*DESCRIPTION OF THE TASK*: Repeat word for word everything in the e-bike post from "Basically, what I" down to "was selling them.".

*QUOTED TEXT*:
What I suspected was: that I would ride more - because I would have less resistance to the idea of going for pretty much any ride I wanted to go on - in other words - I no longer really care if it's a fairly long ride because I don't really worry about running out of steam out somewhere I'd rather not be. I also don't fear hilly areas or rougher areas - it's kind of a cross between biking and motocross.

So next, I bought a "real" ebike - a used Ecotric in Like New condition and it has been excellent as well - all things considered.

Now I know that I like EBikes - without question. And now I intend to invest a bit more (and sell all the ebikes I have at this time).

One of the key reasons that I am on this site is that is wanted your input on the following:

Basically, what I see mainly in the market are inexpensive "heavy steel bikes" that have been created as e-bikes and sell for premium prices that make no sense to me, unless I was selling them.
I am leaning heavily toward buying a good light strong aluminum bike like my son's Trek that I can lift easily and adding a hub motor (probably in the rear), with the battery on a rear stand like the original Specialized ebike I bought (as shown in the pictures).

Specifically for myself, I am looking at something like a Specialized Stumpjumper full suspension Aluminum Alloy bike - they can be found in very good condition used for less than $1,000, and can easily handle my 200 pounds. I am familiar with front, mid, and rear motors and I am leaning toward a rear hub motor (though I have had no problem with the front hub bike I own).

(Pointing and labeling entries)

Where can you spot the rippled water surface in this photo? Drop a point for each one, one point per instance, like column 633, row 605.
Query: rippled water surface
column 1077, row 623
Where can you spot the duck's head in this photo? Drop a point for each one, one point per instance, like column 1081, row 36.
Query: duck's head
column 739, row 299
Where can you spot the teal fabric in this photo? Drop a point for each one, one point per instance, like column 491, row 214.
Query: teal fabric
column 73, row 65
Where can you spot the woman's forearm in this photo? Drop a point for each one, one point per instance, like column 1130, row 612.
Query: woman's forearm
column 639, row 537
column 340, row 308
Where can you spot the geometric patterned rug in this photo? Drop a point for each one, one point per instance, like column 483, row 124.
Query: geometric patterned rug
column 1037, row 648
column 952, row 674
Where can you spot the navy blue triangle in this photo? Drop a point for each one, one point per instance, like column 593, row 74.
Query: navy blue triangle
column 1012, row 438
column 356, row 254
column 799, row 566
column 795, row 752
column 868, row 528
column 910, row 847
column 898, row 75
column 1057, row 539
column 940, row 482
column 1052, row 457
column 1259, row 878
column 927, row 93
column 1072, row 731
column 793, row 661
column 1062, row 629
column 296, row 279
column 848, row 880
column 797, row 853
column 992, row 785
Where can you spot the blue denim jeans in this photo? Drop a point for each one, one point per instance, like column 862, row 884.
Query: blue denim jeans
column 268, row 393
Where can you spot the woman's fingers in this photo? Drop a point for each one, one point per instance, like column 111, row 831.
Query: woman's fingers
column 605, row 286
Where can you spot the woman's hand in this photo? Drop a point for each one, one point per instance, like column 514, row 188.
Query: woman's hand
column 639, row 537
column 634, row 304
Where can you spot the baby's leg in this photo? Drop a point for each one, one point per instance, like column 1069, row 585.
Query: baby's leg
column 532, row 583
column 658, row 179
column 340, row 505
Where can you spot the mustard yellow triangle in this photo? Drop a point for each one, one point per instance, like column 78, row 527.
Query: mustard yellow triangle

*SOLUTION FOR THIS PROBLEM*:
Basically, what I see mainly in the market are inexpensive "heavy steel bikes" that have been created as e-bikes and sell for premium prices that make no sense to me, unless I was selling them.